What follows are records. Restate all of them word for word.
::: RAW DATA
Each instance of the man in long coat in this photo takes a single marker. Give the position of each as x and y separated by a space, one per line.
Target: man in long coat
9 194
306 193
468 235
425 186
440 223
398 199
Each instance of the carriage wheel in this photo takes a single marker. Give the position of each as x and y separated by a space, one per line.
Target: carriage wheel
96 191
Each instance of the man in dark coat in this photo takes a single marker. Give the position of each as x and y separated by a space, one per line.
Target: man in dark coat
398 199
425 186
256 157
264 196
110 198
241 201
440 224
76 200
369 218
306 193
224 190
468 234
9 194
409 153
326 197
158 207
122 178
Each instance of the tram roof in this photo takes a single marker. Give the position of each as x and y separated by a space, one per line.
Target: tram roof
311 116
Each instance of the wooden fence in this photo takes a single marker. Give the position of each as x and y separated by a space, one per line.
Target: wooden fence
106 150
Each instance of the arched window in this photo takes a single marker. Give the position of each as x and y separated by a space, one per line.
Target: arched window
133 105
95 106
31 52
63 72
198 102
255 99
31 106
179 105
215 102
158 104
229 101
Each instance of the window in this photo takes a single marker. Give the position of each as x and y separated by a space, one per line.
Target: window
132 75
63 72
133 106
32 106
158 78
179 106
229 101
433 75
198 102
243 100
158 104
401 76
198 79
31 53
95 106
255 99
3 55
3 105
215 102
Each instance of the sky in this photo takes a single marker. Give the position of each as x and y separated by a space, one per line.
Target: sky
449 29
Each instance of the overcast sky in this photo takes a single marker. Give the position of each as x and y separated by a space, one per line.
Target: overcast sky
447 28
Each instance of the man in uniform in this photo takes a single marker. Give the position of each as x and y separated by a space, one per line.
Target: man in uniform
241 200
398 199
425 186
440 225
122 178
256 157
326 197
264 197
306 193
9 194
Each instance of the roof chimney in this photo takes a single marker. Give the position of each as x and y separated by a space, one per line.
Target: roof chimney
::::::
## COMPLETE OUTPUT
Each instance of the man in long coat in this photo takes a single marker. Give the position of each as x and y separated by a space, one per line.
Target: man in long coat
9 194
306 193
468 235
425 186
440 223
398 199
Each instance of the carriage wheel in this photo takes a single marker. Give the position of each as x and y separated by a space, one per line.
Target: carriage wheel
96 191
Each instance of the man in dark coat in this photo takes a single marker. Give the position of each as x and y separated by a space, one per line.
Target: man in dark coat
398 199
425 186
256 157
264 196
110 198
241 201
440 224
76 200
369 218
306 193
224 190
468 234
9 194
409 153
326 197
158 207
122 178
Each instance of the tram roof in this photo takes a single marker. Give the position of each as x and y separated by a space, one per line.
Target: tram roof
311 116
Each instance of the wooden fence in this photo takes a single marker. Give the position of each as x and y separated by a space, one per line.
Target: wooden fence
106 150
Each instance of the arched window in this photo takes a single marker. Give the position of each as x and y separated by a space, one per line.
Target: arched window
133 105
95 106
31 52
63 72
198 102
255 99
31 106
179 105
215 102
158 104
229 101
Each instance of the window in this photo takes a single marker. Give the position of each as x and y separated by a space, one per line.
Target: window
132 75
63 72
133 106
32 106
158 78
179 106
229 101
433 75
198 102
243 100
158 104
401 76
198 79
31 53
95 106
255 99
3 55
3 105
215 102
Each instance of the sky in this photo takes a single marker. Give the position of each as x and y separated by a space, one per line.
Target: sky
449 29
Each instance of the overcast sky in this photo takes a single marker. Give the position of each as x and y separated by a space, one per line.
Target: overcast sky
447 28
Each instance of the man in uniform in this photo takes a single marker. Give the position of each as x and y separated by a space, one per line.
Target: man in uniform
241 200
398 199
425 186
440 225
122 178
256 157
326 197
264 197
306 193
9 194
Each instance of the roof chimney in this photo takes a single marker. Give the position of each as x and y separated by a space, one per line.
Target: roof chimney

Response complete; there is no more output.